PROVIDED PASSAGE →
========================================
The difference between skepticism and denial; Darwin, Wilberforce, and the Discovery Institute

Book cover

Bishop Wilberforce, in 1860, was a skeptic, praised by Darwin for the skill of his questioning. Today’s creationists, not least the Discovery Institute, are denialists, endlessly asking the same questions as he did, although they have long since been answered.

Yes, Bishop Wilberforce really did ask T.H. Huxley, “Darwin’s bulldog,” whether he would prefer an ape for his grandfather, and a woman for his grandmother, or a man for his grandfather, and an ape for his grandmother. And Huxley really did say that he would prefer this to descent from a man conspicuous for his talents and eloquence, but who misused his gifts to ridicule science and obscure the light of truth. This and more at the very first public debate regarding Darwin’s work on evolution, only months after the publication of On the Origin of Species.

I first wrote the above paragraph in 3 Quarks Daily in 2017, shortly after Richard England had published on the way that the events had been described in the Oxford Chronicle, the fullest contemporary account available of the encounter. That account refuted doubts that had been raised 1 by some historians, and which I had seen referred to by creationists, wishing to minimise the episode or even to regard it as legendary. These doubts were based largely on the absence of the episode from the account in the gentlemanly Athenaeum, but England convincingly showed that the Athenaeum had practised censorship.

I am writing about this again today in response to an article in the mendaciously mistitled Evolution News, mouthpiece of the neocreationist Discovery Institute, by Robert Shedinger, Professor of Religion at Luther College, Iowa. Shedinger has discovered a second career dissing Darwin. He is best known to readers here for his recent book, Darwin’s Bluff, where he argues that Darwin’s voluminous unpublished notes demonstrate his inability to support his views, and the article I am discussing is an extract from that book. We must therefore regard it, not as a mere passing comment, but as the author’s considered opinion.

Shedinger starts by telling us that the reality is more nuanced than the well-known account, by deliberately muddling it with the crude version in which “the serious scientist and man of reason who won the debate over the unreasoning bishop who was unable to accept evidence when it flew in the face of church doctrine.” He cites the Athenaeum, acknowledges England’s account (which he describes as “overlooked,” although the Royal Society tells us that the article has been downloaded more than 3000 times), and reminds us as England did that the Oxford Chronicle was a liberal publication that had criticised Wilberforce before. He then spends considerable time establishing that from a contemporary point of view, it was Hooker rather than Huxley who had been Darwin’s most prominent defender. Since I don’t think anyone would disagree, and nothing much hangs on it, why does he bother to do this? I suspect the influence of the Down With Huxley movement, which recently succeeded in removing his name from the Environmental Sciences Building in Western Washington University, and came perilously close to inflicting comparable damage on Imperial College, which of course Huxley had helped found.
========================================
DATA BLOCK →
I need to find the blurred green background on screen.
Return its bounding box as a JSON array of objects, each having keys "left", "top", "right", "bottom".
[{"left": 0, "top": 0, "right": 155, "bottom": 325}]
========================================
DIRECTIONS →
A – In the essay on the Wilberforce–Huxley debate, which publication gave the fullest contemporary account of the encounter?
B – Translate this sentence from the essay on the Wilberforce–Huxley debate into Spanish: "We must therefore regard it, not as a mere passing comment, but as the author’s considered opinion."
C – Give a continuation of the essay on the Wilberforce–Huxley debate, starting after its final sentence.

RESULTS OF THE TASKS →
A – The Oxford Chronicle

B – Por lo tanto, debemos considerarlo no como un simple comentario pasajero, sino como la opinión meditada del autor.

C –
Next, Shedinger regrets that because of this episode, Wilberforce is widely ridiculed, and his criticism of Darwin not taken seriously. To the extent that this actually happens, I agree. So would Darwin, who himself wrote of Wilberforce’s article in Quarterly Review (freely available here),

It is uncommonly clever. It picks out with skill all the most conjectural parts, and brings forward well all the difficulties. It quizzes me quite splendidly by quoting the ‘Anti-Jacobin’ versus my Grandfather.2

Darwin even recommended Wilberforce’s article to his local vicar, who was a long-time friend.

However, Shedinger’s main motive is to repeat Wilberforce’s arguments and claim that they have not been answered. Since my quarrel is with him, and not with Wilberforce, I will simply take material from his article and comment on it:

Wilberforce is not averse to the doctrine of evolution by natural selection should the evidence weigh clearly in its favor. He even acknowledges not only that organisms vary, but also that natural selection has led to great diversity within specific types.

Here Wilberforce is putting forward the creationist doctrine that allows evolutionary change up to a point. He was probably influenced by Richard Owen’s theory of “body plans,” setting limits to such change. But it is not clear what those limits would be, or how they could be enforced.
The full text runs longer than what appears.